BEGIN Data excerpts
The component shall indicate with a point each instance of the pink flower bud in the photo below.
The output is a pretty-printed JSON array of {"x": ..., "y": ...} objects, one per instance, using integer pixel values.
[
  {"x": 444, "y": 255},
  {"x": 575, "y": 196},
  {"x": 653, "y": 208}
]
END Data excerpts
**Assignment**
The records above must be printed again in full, exactly as written.

**Solved problem**
The component shall indicate with a point each instance of the pink flower bud in the photo below.
The output is a pretty-printed JSON array of {"x": ..., "y": ...} objects, one per instance, using integer pixel values.
[
  {"x": 444, "y": 255},
  {"x": 575, "y": 196},
  {"x": 653, "y": 208}
]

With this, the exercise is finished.